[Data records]
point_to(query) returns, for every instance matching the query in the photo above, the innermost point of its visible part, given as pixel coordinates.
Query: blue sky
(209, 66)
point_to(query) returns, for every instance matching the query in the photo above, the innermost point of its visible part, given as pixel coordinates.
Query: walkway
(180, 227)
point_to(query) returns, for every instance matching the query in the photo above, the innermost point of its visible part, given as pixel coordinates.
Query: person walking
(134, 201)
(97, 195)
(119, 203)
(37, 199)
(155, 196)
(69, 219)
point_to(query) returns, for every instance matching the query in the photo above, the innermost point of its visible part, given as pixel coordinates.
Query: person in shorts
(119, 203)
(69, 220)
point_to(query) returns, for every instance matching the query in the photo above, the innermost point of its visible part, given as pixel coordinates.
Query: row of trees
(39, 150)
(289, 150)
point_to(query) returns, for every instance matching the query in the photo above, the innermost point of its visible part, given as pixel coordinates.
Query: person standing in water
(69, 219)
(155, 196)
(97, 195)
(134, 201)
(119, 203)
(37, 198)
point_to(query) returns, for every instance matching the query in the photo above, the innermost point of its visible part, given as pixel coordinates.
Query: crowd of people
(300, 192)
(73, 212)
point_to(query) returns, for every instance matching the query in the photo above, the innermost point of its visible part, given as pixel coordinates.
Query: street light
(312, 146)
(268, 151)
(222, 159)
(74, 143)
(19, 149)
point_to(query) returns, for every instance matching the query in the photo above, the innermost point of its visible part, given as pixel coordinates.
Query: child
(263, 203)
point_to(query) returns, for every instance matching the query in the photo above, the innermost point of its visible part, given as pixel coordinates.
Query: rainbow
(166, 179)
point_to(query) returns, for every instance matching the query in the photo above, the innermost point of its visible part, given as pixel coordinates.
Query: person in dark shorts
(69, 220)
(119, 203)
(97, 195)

● **Exercise aim**
Each entry is to be returned in full, character for character.

● **Problem solution**
point_to(query) returns, for every instance matching the query in the photo above, the innermost point of its visible part, given as pixel coordinates.
Query: blue sky
(209, 66)
point_to(query) returns, for every instance matching the query in the photo above, the innermost point of its visible part, given as pixel coordinates.
Query: walkway
(180, 227)
point_to(query) returns, for every instance matching the query in the photo above, the innermost point of its visible part, given as pixel coordinates.
Query: person walking
(134, 201)
(97, 195)
(119, 203)
(37, 199)
(155, 196)
(69, 219)
point_to(query) returns, for every instance matching the query in the photo above, the innermost point of its visible part, given as pixel coordinates.
Query: person in shorts
(119, 203)
(69, 220)
point_to(query) returns, for every instance matching the query in the photo above, the innermost point of its visible part, given as pixel coordinates.
Query: row of trees
(39, 150)
(289, 150)
point_to(query) returns, for every instance matching the query in the photo above, the innermost point of its visible part, given as pixel coordinates.
Query: person standing in water
(69, 219)
(155, 196)
(97, 195)
(134, 201)
(119, 203)
(37, 198)
point_to(query) returns, for every instance matching the query in the photo above, the innermost point of its visible part, given as pixel coordinates.
Query: crowd of people
(300, 192)
(73, 212)
point_to(query) returns, for every instance matching the query in the photo above, the innermost point of its visible part, given as pixel coordinates.
Query: street light
(312, 146)
(268, 151)
(222, 159)
(74, 143)
(19, 149)
point_to(query) returns, for every instance matching the query in the photo above, the innermost point of its visible part, given as pixel coordinates.
Query: child
(263, 203)
point_to(query) returns, for every instance matching the query in the photo above, the innermost point of its visible part, given as pixel coordinates.
Query: rainbow
(166, 179)
point_to(query) returns, for every instance matching the query in the photo above, the innermost point of its visible part, given as pixel coordinates.
Query: person in dark shorts
(69, 220)
(119, 203)
(97, 195)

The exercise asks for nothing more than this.